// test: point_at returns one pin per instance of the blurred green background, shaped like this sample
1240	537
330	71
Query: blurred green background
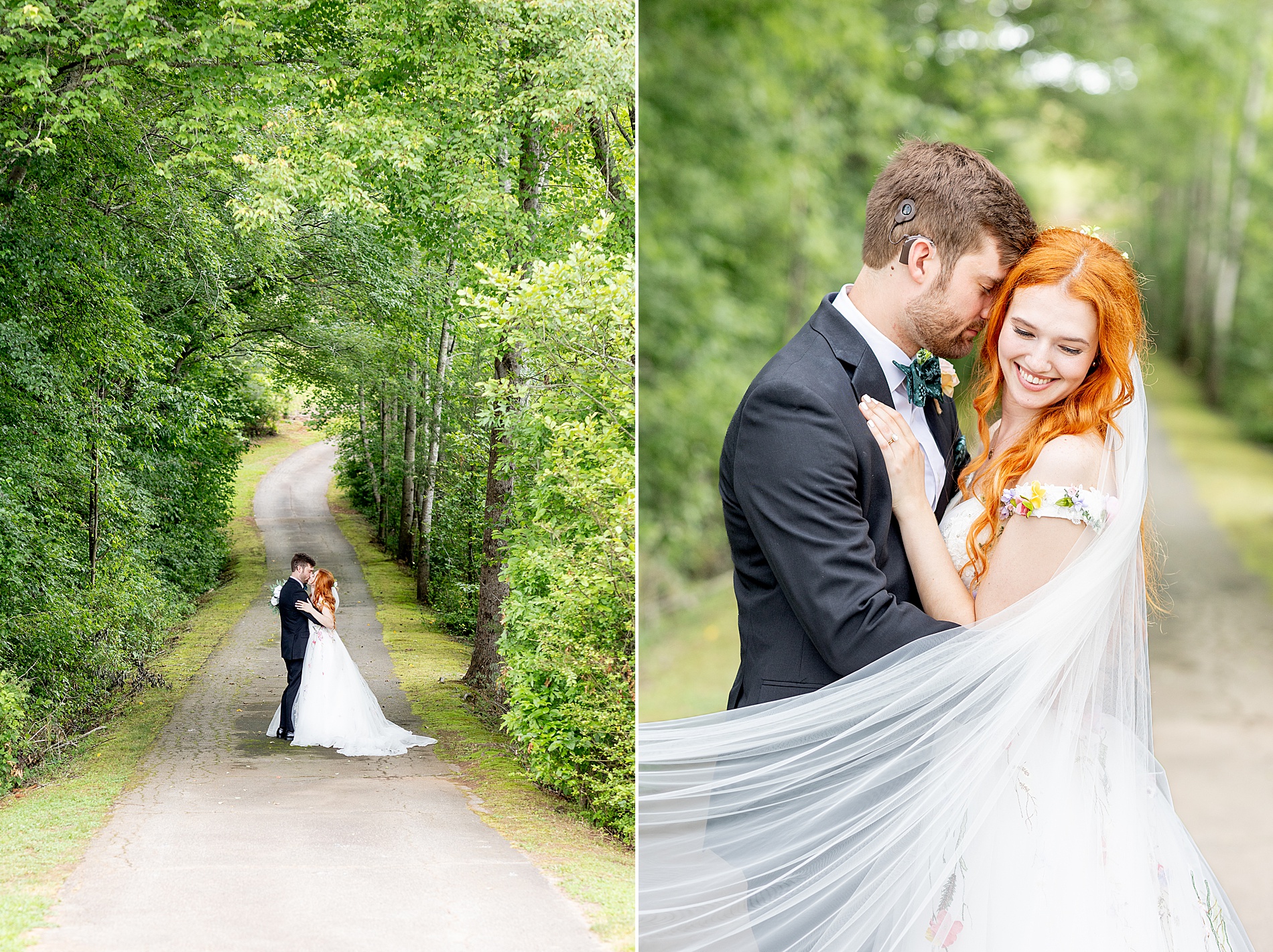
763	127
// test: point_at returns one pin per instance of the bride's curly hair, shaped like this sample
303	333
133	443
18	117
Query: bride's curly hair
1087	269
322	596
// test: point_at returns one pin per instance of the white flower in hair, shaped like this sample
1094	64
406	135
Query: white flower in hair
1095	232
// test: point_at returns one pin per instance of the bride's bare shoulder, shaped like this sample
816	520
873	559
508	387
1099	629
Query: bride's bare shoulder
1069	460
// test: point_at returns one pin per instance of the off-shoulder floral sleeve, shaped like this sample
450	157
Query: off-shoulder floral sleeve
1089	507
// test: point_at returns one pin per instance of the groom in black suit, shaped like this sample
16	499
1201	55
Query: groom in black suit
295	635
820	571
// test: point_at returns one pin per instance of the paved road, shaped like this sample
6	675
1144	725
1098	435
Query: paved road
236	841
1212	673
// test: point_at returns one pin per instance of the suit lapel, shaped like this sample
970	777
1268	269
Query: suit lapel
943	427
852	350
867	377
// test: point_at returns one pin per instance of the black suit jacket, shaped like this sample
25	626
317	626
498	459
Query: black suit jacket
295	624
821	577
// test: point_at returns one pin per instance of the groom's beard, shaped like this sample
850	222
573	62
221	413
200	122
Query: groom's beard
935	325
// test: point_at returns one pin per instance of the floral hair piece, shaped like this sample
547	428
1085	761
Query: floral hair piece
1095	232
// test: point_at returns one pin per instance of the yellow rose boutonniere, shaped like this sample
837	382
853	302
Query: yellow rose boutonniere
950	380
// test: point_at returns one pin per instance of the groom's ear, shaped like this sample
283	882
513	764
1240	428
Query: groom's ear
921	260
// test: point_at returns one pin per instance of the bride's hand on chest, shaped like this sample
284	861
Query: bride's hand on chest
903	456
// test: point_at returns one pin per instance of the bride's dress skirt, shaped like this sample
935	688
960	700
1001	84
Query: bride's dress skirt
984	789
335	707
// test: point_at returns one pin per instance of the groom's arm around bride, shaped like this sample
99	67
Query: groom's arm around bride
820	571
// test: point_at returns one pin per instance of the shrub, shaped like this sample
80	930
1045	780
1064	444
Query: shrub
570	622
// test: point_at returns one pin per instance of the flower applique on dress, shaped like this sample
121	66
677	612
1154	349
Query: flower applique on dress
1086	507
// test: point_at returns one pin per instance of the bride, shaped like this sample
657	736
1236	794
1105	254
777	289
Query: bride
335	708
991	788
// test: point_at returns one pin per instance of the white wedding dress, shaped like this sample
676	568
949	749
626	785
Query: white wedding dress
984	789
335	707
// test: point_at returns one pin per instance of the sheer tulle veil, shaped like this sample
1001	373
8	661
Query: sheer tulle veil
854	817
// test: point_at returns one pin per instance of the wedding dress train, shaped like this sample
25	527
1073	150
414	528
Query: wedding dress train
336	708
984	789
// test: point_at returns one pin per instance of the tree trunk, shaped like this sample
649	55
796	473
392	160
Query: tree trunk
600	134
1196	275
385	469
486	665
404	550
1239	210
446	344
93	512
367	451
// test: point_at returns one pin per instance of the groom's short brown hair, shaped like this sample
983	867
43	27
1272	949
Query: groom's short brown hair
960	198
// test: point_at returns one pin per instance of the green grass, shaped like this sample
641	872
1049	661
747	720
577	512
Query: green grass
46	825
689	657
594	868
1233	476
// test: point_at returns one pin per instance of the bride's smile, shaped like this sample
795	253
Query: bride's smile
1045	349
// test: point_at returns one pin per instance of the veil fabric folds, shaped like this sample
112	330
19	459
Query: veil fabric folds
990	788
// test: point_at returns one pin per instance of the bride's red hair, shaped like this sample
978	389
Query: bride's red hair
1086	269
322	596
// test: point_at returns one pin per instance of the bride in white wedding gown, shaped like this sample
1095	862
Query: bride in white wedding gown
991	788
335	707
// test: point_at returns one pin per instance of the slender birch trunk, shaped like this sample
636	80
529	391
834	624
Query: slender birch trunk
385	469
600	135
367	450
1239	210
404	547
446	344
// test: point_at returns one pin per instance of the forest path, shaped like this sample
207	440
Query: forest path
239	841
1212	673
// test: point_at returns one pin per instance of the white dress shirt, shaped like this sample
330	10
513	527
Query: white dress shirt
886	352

════

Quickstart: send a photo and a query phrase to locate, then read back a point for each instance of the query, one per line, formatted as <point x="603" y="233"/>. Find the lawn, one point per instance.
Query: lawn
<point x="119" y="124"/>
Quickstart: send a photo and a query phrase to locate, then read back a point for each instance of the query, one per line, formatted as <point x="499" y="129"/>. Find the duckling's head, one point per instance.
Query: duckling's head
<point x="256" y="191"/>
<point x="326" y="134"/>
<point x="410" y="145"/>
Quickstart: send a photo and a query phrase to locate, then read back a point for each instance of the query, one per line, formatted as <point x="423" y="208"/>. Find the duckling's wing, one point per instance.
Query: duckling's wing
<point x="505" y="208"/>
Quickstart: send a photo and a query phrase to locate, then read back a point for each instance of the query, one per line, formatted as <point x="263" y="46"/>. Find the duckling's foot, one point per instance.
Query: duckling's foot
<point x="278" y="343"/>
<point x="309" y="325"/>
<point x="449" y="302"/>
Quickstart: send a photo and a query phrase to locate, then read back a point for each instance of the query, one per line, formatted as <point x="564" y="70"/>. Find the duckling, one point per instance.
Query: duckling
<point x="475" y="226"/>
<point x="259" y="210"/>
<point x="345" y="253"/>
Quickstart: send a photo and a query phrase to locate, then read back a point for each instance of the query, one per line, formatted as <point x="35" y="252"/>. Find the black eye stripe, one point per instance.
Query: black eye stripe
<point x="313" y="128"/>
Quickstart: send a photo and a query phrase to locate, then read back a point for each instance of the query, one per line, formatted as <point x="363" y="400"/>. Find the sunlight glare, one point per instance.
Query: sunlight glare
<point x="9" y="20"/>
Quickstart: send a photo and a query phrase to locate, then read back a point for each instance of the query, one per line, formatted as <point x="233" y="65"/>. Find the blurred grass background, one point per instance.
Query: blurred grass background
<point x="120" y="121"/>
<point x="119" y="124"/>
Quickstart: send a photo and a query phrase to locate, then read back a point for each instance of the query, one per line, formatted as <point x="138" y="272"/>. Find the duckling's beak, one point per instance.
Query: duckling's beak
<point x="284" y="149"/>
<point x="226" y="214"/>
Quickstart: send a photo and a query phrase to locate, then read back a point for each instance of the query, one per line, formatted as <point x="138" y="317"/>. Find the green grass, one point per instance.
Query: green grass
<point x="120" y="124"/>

════

- _Task requirements_
Pick out every line in the entries above that contains the string "veil" and copy each of those lines in full.

- _Finished answer_
// test: point_at returns one pin per instance of the sheer tulle veil, shaped like this sample
Query: sheer tulle veil
// test: point_at returns one pin per instance of the veil fabric folds, shaped like this sample
Query: veil fabric folds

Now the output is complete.